[What you need to do] Starting with the line that contains "out like [593,127]." and stopping after the final line of the items, render those lines as a Markdown table with the columns Row and Line. Number each row, and leave out any blank lines.

[Given entries]
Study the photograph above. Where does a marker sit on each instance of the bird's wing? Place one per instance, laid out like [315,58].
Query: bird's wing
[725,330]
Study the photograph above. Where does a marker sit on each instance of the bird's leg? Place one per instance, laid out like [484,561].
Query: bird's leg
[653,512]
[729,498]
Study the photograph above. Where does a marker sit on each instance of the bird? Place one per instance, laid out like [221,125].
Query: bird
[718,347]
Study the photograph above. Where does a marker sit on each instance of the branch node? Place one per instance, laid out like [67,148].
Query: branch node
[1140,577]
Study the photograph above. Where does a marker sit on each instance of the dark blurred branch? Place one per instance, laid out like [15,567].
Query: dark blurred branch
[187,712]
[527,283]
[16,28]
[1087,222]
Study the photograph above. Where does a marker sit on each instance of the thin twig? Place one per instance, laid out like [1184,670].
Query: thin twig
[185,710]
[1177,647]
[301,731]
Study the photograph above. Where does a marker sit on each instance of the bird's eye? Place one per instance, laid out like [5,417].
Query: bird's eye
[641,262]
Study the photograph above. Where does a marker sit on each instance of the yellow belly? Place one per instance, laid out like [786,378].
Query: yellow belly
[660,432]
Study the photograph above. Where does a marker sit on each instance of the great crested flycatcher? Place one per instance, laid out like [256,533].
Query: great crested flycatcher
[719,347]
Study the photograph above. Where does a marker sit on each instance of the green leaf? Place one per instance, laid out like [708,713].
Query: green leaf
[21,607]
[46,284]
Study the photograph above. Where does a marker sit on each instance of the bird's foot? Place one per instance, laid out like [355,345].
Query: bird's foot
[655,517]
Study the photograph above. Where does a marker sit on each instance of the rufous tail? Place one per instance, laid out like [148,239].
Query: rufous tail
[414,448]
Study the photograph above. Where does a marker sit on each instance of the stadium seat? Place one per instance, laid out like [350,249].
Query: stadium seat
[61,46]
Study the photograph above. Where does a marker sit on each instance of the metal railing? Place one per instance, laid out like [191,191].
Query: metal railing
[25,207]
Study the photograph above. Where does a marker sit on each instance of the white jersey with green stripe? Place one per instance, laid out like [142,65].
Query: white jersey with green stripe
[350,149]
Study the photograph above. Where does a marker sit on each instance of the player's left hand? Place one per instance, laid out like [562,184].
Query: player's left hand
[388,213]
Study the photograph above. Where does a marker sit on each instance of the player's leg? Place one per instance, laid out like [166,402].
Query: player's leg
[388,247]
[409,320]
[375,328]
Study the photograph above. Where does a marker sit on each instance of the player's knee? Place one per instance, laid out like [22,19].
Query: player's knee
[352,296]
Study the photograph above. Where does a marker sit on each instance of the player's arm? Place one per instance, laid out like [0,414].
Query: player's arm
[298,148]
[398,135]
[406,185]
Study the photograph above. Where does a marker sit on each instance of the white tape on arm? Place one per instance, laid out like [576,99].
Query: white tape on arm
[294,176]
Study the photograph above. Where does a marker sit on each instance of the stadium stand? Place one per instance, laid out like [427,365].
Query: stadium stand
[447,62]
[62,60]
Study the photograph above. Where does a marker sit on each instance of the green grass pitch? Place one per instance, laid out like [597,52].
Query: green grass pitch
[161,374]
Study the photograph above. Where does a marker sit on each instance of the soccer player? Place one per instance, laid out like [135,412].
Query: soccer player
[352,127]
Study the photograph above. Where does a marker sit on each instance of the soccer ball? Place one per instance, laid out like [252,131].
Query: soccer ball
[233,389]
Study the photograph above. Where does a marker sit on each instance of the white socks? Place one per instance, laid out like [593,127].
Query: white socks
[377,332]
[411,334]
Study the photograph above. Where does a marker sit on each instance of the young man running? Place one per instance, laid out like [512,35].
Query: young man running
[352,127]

[Exercise response]
| Row | Line |
|---|---|
| 1 | Study the photograph above. Where does a marker sit on each instance of the white socks? Place one per instance, laid out like [593,127]. |
| 2 | Query: white socks |
| 3 | [377,332] |
| 4 | [411,334] |
| 5 | Study the photograph above. Where does a marker sit on each instance of the young man running? Place one per instance, laid out like [512,35]. |
| 6 | Query: young man running |
| 7 | [352,127] |